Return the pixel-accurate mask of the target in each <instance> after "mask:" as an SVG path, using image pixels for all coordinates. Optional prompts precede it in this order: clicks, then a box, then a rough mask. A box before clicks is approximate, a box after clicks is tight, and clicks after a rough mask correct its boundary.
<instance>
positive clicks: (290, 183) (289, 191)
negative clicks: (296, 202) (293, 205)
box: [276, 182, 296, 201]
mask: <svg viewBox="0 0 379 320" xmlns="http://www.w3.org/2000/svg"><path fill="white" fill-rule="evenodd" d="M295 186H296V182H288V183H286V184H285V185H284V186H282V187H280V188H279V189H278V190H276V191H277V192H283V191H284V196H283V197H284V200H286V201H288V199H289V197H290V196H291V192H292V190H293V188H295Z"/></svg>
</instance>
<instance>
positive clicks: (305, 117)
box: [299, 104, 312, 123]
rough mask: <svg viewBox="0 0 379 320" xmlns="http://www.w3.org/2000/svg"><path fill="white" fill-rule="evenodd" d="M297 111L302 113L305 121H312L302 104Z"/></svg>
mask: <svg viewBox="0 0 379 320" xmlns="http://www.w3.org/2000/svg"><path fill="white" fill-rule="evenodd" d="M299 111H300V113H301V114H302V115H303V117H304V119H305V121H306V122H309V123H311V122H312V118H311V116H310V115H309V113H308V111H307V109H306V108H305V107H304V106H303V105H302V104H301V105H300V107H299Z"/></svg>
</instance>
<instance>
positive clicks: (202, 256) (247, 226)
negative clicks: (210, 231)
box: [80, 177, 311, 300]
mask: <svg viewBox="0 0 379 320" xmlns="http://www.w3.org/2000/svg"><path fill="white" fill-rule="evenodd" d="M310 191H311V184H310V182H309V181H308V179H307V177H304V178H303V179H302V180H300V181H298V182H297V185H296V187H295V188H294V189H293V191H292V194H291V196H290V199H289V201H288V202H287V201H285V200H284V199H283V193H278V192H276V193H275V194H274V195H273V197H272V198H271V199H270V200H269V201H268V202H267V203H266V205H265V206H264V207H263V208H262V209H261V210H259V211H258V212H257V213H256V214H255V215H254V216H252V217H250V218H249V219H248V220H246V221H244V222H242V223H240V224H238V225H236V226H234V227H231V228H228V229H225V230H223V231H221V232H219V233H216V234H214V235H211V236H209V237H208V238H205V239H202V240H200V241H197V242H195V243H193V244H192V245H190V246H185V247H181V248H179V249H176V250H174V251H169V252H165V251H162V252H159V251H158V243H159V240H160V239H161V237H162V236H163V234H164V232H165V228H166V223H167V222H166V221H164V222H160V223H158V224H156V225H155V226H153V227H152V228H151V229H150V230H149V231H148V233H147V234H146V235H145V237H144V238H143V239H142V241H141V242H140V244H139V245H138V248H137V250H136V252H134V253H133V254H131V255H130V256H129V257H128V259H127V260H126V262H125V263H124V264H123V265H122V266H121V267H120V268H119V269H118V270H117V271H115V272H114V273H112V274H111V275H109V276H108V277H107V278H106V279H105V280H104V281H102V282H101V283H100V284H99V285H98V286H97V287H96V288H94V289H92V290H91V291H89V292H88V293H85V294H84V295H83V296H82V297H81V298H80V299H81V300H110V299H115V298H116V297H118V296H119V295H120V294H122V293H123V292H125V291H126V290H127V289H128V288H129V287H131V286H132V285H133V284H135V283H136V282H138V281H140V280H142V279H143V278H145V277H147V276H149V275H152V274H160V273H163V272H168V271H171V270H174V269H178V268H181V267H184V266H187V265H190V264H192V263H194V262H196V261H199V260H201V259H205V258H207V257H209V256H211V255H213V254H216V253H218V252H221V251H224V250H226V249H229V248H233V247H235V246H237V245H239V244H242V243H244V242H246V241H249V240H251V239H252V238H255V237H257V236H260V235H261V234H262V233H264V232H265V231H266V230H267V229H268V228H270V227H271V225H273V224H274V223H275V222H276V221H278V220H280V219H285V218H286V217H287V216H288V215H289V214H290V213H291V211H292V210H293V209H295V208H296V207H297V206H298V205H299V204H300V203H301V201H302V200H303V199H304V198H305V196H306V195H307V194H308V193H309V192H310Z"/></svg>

Brief
When copying the data above, please keep exactly the lines from its first line through the line with "negative clicks: (296, 202) (293, 205)", both ends included, and drop the rest.

Your response
Return the pixel-accurate mask of the target in each <instance> after "mask:" as an SVG path, using image pixels for all coordinates. Optional prompts precede it in this order: clicks, then a box, then a rough mask. A box before clicks is approximate, a box after clicks is tight, and clicks after a rough mask correct its boundary.
<instance>
positive clicks: (290, 183) (289, 191)
negative clicks: (296, 202) (293, 205)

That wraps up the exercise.